(Point-based annotation data)
:::::
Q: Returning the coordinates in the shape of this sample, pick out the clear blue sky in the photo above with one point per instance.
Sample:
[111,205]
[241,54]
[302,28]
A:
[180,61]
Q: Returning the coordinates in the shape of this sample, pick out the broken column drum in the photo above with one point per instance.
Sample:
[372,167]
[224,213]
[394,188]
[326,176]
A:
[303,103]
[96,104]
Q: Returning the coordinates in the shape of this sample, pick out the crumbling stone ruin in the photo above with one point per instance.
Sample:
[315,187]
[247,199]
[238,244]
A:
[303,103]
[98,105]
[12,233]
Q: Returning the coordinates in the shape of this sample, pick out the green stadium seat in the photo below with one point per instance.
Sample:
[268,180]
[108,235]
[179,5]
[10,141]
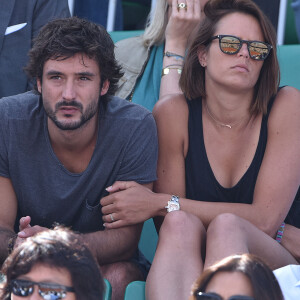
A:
[148,240]
[107,294]
[135,291]
[121,35]
[289,61]
[290,36]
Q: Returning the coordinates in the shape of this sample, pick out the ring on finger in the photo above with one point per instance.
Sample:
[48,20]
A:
[112,217]
[181,5]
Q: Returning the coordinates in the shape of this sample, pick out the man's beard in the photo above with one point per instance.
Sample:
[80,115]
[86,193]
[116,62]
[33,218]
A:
[86,114]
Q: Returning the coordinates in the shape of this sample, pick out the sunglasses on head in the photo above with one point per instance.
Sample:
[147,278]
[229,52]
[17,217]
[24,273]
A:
[214,296]
[230,44]
[48,291]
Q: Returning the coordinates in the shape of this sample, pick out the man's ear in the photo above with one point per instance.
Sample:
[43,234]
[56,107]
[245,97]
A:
[39,85]
[202,56]
[105,87]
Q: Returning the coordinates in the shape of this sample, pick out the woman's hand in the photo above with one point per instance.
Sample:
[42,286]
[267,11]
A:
[128,203]
[181,23]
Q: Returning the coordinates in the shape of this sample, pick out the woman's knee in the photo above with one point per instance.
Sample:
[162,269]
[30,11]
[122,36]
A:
[225,225]
[180,225]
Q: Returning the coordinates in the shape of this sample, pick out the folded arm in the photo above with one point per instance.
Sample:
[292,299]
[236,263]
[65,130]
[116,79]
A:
[8,204]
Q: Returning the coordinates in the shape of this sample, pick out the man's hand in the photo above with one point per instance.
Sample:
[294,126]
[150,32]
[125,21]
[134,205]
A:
[128,203]
[26,230]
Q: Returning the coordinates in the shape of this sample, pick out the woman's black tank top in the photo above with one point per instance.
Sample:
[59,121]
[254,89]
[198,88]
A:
[201,183]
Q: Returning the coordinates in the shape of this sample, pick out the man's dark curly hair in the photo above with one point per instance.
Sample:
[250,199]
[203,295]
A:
[63,38]
[57,248]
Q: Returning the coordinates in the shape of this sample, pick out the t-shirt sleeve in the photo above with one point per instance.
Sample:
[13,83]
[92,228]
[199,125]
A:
[140,158]
[4,172]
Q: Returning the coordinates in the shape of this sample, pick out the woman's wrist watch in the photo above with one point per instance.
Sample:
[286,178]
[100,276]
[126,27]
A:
[173,204]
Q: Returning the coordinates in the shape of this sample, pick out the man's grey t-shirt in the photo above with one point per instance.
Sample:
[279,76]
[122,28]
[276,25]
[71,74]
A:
[126,149]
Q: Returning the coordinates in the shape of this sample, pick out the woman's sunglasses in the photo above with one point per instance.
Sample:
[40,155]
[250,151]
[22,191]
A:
[213,296]
[48,291]
[230,44]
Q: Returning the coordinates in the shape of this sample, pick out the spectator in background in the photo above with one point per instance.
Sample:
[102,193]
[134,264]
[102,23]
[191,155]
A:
[54,264]
[20,22]
[96,11]
[152,62]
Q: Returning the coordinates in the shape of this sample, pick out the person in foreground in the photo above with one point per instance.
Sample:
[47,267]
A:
[52,265]
[229,158]
[237,277]
[152,62]
[64,145]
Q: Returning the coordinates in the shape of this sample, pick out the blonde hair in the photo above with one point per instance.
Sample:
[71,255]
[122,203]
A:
[156,24]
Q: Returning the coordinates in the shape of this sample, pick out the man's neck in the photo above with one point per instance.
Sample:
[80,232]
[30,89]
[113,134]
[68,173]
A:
[74,148]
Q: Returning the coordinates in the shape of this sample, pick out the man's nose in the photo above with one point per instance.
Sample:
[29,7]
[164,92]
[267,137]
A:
[69,90]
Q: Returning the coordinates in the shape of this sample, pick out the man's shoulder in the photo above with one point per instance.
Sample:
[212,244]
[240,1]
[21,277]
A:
[123,109]
[19,105]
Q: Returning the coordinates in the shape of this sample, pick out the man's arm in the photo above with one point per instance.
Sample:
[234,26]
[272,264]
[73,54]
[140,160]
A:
[117,244]
[8,212]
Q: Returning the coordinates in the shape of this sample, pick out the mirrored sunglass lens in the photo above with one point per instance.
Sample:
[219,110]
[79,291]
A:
[258,50]
[230,44]
[204,296]
[52,293]
[22,289]
[239,297]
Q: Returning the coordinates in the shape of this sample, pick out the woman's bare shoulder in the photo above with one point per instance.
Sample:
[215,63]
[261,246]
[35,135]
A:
[171,105]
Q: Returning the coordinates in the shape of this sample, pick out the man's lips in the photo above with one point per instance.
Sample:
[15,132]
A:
[68,109]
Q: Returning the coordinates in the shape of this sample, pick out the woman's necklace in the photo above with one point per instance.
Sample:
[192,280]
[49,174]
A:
[220,123]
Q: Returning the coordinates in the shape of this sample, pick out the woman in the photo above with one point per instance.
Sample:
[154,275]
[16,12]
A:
[152,62]
[52,265]
[239,277]
[230,154]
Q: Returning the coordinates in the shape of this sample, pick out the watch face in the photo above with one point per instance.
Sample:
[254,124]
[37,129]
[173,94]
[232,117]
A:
[173,206]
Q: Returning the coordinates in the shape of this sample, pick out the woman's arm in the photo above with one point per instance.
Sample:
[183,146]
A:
[180,26]
[277,182]
[279,176]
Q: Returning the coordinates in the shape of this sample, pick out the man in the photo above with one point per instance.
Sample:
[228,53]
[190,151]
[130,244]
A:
[20,22]
[61,149]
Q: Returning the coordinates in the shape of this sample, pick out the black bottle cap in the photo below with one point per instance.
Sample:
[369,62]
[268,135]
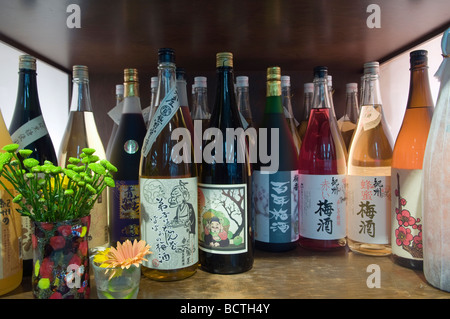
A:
[166,55]
[320,71]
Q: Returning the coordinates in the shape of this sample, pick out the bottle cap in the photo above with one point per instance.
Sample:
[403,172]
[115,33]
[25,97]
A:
[285,81]
[242,81]
[351,87]
[130,75]
[166,55]
[224,59]
[80,72]
[308,87]
[371,67]
[320,71]
[27,62]
[200,81]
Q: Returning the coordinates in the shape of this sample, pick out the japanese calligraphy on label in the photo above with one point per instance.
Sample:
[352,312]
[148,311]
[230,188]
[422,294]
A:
[163,114]
[369,205]
[29,132]
[275,205]
[223,218]
[169,221]
[322,200]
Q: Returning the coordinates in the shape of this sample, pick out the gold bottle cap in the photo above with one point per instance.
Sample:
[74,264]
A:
[27,62]
[224,59]
[80,72]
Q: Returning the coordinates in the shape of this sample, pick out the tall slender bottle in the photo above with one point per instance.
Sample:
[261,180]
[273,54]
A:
[322,172]
[308,91]
[10,230]
[369,174]
[168,184]
[289,114]
[81,131]
[243,100]
[226,238]
[119,99]
[436,176]
[126,155]
[28,129]
[275,184]
[347,123]
[407,160]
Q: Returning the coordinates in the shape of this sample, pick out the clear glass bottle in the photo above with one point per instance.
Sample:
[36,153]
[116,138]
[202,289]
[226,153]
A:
[308,91]
[436,177]
[119,99]
[322,171]
[124,209]
[226,238]
[407,160]
[369,174]
[289,114]
[81,131]
[168,184]
[10,229]
[243,100]
[347,123]
[275,192]
[28,130]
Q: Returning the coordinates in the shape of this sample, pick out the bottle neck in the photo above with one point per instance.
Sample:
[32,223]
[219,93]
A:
[419,88]
[321,98]
[81,99]
[371,93]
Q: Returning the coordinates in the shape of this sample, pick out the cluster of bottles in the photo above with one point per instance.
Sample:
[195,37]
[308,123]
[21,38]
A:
[331,186]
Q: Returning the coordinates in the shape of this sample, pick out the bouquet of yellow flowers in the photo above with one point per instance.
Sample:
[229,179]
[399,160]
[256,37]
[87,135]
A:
[49,193]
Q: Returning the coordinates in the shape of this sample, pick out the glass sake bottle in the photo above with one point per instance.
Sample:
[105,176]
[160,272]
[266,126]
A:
[275,184]
[81,131]
[308,91]
[168,184]
[407,161]
[29,131]
[436,177]
[124,199]
[286,98]
[119,99]
[369,174]
[347,123]
[11,262]
[322,172]
[226,238]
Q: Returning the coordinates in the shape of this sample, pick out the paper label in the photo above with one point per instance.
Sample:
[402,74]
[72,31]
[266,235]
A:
[368,210]
[30,132]
[169,221]
[322,200]
[163,114]
[406,212]
[223,218]
[275,206]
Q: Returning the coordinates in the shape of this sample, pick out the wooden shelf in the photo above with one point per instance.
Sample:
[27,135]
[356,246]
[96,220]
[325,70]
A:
[298,274]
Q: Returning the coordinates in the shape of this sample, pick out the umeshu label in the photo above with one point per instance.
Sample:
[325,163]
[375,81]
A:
[223,218]
[29,132]
[322,200]
[169,221]
[275,205]
[163,114]
[368,210]
[406,212]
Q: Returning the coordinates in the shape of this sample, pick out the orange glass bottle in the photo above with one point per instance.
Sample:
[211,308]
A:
[407,160]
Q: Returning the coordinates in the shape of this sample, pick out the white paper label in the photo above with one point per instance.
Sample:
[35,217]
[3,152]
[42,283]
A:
[30,132]
[163,114]
[169,221]
[368,210]
[322,200]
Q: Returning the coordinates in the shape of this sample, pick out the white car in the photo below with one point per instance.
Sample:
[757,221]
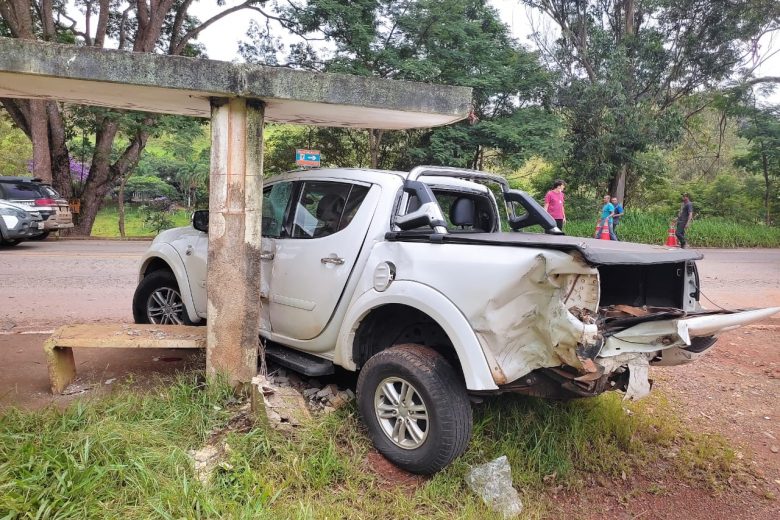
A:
[17,223]
[425,283]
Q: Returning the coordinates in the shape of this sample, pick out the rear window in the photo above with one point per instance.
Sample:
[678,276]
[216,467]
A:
[21,190]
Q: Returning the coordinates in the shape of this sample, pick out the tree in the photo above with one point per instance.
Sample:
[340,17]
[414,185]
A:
[761,127]
[625,65]
[453,42]
[161,26]
[15,149]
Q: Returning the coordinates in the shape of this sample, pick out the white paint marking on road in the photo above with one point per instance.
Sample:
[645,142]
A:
[12,333]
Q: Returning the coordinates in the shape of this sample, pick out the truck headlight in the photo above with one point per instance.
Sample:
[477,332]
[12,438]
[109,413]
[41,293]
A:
[384,274]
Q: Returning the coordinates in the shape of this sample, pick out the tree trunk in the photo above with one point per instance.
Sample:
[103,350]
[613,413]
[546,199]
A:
[374,142]
[765,166]
[617,186]
[120,200]
[39,128]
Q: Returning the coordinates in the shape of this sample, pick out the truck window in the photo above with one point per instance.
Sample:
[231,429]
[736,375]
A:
[276,199]
[325,208]
[473,212]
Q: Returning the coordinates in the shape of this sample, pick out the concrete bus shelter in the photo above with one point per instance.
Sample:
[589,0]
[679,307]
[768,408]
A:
[238,98]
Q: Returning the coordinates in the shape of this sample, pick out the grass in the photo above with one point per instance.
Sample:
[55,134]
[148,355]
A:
[124,456]
[107,222]
[650,228]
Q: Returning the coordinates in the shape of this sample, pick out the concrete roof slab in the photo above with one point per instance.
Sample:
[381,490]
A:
[179,85]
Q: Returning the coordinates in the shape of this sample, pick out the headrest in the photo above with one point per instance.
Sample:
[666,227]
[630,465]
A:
[330,206]
[463,212]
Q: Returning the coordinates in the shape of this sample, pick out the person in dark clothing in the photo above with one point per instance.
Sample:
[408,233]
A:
[684,219]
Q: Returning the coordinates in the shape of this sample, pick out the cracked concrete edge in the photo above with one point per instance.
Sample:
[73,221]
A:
[202,77]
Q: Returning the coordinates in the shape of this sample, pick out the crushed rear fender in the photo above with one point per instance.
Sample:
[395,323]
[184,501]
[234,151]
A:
[666,341]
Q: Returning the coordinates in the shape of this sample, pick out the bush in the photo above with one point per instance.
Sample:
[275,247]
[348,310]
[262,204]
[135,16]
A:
[158,214]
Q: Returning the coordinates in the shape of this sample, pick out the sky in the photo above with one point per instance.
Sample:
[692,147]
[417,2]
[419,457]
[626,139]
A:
[221,38]
[225,48]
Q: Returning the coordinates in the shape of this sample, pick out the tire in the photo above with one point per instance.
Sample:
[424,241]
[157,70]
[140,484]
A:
[42,236]
[158,300]
[8,242]
[441,414]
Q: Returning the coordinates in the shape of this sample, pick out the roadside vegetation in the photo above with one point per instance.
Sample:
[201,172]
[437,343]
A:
[619,106]
[140,221]
[649,228]
[125,455]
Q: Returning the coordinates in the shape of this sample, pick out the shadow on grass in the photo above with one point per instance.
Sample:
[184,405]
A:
[126,455]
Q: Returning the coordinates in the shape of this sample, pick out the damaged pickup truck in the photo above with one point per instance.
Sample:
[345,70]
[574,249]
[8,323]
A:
[426,283]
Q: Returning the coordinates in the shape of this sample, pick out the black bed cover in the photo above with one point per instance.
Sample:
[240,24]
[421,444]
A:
[595,252]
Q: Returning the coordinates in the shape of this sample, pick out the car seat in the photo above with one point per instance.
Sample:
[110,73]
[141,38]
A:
[329,210]
[463,212]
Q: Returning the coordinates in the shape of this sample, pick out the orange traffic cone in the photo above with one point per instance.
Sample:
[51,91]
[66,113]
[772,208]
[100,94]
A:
[671,237]
[605,232]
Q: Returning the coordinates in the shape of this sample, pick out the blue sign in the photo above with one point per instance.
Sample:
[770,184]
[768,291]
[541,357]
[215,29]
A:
[307,157]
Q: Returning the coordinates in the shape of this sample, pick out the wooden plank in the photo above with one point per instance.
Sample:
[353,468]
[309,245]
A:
[59,347]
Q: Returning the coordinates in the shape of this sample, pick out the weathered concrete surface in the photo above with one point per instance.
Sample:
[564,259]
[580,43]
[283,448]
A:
[235,217]
[179,85]
[59,347]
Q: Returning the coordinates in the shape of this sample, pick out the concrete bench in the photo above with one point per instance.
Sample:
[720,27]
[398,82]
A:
[59,347]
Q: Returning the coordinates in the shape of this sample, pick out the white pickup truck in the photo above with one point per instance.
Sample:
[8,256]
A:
[426,283]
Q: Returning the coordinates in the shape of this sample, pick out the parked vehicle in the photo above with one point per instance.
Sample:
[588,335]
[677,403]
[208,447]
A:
[17,224]
[41,198]
[426,283]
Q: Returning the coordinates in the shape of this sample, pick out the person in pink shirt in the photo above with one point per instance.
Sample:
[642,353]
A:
[553,203]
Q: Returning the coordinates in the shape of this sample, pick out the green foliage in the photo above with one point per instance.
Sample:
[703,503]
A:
[125,455]
[179,156]
[15,148]
[107,218]
[158,214]
[623,80]
[458,42]
[148,186]
[652,228]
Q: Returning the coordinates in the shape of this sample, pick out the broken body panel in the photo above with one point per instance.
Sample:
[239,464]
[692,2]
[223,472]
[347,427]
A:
[579,317]
[541,314]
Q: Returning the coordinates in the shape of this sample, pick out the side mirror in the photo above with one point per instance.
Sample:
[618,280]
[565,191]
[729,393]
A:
[535,214]
[428,214]
[200,220]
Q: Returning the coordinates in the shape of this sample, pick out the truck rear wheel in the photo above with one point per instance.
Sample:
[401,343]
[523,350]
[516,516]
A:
[415,407]
[157,300]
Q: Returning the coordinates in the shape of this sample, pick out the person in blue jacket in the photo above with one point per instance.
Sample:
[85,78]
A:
[607,214]
[619,211]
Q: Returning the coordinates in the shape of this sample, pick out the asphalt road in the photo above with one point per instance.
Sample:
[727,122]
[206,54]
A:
[55,282]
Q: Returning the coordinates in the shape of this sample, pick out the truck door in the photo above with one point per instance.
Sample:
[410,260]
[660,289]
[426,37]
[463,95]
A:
[312,262]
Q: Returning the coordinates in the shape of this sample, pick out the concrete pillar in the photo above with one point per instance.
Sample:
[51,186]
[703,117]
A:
[235,216]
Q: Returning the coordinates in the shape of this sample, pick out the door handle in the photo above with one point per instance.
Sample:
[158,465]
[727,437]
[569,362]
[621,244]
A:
[332,260]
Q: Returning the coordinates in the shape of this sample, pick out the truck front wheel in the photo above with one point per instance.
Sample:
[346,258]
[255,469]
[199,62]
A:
[415,407]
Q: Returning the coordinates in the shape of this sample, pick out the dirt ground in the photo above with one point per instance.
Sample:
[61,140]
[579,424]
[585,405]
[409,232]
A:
[732,391]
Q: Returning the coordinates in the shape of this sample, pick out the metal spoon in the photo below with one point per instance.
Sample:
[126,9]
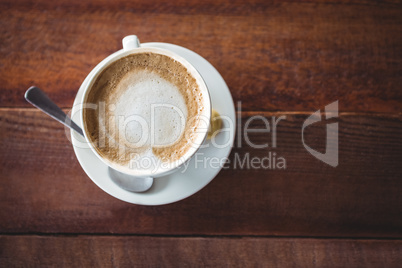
:::::
*The problem:* How many lines in the listing above contain the string "shirt"? Reply with the number only.

*The answer:* 3